## Stored data entries
++++++++++++++++++++
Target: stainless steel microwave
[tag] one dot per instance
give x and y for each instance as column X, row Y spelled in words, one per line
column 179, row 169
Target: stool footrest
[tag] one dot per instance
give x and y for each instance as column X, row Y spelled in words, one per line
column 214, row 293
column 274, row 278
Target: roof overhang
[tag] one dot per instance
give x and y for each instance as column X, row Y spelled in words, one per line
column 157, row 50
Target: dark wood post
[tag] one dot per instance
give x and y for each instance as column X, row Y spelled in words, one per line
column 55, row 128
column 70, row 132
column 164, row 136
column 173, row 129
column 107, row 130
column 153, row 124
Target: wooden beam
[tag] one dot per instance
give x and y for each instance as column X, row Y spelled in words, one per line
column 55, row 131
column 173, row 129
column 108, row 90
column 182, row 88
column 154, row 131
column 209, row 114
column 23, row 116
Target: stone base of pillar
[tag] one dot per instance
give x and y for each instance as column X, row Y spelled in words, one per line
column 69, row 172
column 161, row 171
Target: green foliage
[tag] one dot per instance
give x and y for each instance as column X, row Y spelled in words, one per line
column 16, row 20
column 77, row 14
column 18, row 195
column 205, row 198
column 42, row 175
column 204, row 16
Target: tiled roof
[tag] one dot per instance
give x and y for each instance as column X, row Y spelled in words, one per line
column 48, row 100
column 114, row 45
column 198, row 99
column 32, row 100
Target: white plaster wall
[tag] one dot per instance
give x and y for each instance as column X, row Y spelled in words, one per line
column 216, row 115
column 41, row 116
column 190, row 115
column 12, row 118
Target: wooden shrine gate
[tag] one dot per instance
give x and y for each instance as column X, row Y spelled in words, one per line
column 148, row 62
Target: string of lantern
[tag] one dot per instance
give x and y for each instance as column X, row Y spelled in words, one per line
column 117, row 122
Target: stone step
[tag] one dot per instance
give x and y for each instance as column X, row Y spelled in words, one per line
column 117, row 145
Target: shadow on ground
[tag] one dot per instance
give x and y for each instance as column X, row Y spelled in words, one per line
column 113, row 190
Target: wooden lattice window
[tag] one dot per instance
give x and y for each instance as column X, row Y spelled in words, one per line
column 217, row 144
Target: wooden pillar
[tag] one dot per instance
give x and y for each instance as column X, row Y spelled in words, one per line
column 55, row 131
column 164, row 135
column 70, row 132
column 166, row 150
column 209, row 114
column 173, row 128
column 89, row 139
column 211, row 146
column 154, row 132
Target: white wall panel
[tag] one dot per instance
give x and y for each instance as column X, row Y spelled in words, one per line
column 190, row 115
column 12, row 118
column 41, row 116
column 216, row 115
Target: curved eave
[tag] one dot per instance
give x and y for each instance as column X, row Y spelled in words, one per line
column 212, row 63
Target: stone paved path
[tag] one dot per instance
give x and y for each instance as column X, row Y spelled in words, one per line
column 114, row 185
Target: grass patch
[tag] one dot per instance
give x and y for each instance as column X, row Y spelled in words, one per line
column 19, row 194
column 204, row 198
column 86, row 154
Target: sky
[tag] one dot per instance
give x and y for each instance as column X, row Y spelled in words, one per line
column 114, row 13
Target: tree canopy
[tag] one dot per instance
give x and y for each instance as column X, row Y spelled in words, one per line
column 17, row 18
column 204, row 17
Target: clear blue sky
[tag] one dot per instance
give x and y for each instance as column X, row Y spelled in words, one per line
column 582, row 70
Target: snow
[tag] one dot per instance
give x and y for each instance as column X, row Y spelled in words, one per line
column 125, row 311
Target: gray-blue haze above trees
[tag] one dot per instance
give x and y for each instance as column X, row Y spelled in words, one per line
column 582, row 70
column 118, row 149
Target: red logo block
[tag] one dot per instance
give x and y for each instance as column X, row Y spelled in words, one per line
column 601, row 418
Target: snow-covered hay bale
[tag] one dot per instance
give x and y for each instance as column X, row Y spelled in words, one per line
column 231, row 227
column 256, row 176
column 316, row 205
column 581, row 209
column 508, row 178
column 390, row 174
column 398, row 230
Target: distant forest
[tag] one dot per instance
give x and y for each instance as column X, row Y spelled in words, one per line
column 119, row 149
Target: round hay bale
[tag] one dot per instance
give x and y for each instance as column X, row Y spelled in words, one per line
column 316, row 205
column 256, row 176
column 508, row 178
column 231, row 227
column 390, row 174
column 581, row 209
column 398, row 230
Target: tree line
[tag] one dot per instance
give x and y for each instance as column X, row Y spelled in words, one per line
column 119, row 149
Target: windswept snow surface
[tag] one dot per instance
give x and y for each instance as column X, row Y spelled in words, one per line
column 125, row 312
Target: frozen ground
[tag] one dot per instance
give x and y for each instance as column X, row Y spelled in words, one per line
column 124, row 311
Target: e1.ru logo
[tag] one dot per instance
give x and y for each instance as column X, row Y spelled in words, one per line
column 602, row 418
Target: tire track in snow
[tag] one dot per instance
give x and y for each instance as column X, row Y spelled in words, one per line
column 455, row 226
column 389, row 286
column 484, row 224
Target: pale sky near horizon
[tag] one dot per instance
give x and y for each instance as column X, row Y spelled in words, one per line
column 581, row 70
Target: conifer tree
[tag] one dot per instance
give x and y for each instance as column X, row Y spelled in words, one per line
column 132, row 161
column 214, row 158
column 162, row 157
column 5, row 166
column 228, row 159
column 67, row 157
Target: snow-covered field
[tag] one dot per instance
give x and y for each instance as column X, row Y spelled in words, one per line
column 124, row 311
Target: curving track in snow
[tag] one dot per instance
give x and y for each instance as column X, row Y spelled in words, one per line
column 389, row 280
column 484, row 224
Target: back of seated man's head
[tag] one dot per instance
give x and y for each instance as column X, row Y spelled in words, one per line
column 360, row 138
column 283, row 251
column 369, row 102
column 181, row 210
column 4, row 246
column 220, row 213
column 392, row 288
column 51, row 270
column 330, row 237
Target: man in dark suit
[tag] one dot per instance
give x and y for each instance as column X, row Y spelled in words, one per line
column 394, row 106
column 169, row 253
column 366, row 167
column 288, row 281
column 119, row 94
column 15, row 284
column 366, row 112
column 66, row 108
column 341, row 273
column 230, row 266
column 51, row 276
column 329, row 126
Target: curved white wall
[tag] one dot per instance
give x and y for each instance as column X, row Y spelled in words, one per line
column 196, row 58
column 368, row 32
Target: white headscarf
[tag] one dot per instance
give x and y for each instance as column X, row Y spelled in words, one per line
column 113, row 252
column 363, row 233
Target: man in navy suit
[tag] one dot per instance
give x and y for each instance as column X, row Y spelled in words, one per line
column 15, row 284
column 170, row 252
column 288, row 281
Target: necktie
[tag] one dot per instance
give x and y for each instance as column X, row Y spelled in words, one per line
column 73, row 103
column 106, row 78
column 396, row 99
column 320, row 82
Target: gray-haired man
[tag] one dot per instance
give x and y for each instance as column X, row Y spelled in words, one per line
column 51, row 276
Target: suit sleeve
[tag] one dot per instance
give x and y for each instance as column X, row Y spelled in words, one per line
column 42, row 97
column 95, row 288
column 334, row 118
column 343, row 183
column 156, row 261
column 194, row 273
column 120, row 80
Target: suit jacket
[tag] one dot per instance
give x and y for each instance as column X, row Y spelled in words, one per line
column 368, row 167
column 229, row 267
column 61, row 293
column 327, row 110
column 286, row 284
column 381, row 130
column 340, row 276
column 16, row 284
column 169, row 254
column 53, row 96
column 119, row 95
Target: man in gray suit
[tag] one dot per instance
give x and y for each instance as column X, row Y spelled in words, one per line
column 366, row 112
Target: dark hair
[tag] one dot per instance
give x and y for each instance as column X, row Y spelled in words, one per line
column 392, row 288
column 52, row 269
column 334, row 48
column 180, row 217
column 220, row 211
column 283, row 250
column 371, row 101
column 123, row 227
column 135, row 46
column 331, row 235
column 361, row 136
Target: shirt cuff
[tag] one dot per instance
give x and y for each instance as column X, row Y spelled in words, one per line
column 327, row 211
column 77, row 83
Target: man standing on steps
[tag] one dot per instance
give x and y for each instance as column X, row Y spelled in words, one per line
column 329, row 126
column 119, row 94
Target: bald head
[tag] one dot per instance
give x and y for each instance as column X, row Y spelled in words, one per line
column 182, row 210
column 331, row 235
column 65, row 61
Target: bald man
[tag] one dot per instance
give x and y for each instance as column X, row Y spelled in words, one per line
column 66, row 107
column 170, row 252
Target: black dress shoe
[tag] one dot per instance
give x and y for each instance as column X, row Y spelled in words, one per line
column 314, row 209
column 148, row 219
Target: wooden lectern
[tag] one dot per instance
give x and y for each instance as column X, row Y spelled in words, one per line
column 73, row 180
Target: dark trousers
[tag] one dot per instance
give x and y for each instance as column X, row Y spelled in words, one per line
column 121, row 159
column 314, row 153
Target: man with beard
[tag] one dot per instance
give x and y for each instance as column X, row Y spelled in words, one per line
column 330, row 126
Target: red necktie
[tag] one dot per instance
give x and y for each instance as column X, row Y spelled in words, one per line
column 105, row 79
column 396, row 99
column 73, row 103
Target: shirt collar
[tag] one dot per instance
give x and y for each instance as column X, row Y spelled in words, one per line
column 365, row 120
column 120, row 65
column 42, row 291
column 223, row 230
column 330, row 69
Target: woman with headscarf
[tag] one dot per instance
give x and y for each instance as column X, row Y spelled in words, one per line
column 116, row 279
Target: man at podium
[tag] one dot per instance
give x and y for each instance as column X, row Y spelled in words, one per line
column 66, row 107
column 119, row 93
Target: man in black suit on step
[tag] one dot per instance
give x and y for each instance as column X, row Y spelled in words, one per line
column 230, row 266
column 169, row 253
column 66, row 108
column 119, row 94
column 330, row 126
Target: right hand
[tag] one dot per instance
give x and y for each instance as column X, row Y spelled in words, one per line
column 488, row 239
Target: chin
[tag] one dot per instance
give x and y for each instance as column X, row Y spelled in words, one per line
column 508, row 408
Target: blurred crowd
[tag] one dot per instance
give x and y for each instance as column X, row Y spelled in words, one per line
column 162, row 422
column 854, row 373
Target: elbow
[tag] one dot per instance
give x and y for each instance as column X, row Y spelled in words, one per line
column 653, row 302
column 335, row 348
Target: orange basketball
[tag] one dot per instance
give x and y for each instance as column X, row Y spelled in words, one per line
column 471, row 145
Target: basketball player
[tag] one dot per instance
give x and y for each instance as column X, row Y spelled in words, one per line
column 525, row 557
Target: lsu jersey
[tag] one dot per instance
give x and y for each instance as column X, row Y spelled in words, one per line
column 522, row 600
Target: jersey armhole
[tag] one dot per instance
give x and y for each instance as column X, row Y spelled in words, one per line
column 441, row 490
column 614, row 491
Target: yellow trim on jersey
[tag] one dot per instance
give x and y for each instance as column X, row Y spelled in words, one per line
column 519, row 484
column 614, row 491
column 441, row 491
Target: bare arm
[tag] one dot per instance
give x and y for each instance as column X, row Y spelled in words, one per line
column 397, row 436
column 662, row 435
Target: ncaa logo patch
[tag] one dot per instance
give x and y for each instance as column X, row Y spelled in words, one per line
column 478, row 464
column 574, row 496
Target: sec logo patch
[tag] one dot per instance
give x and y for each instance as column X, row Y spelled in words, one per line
++++++++++++++++++++
## The problem
Update the lines from the one with "Target: gray-haired man" up to and including the one with "column 120, row 80" by changing "suit sleeve" to "jacket sleeve" and keeping everything else the same. Return only those lines.

## Output
Target: gray-haired man
[tag] one dot per instance
give x and y for each instance as column X, row Y spelled in words, one per line
column 51, row 276
Target: jacket sleeve
[tag] one dot per instance
give x and y for each instance as column X, row Y spelled in words, one per line
column 42, row 97
column 95, row 288
column 334, row 118
column 343, row 183
column 156, row 261
column 194, row 273
column 120, row 80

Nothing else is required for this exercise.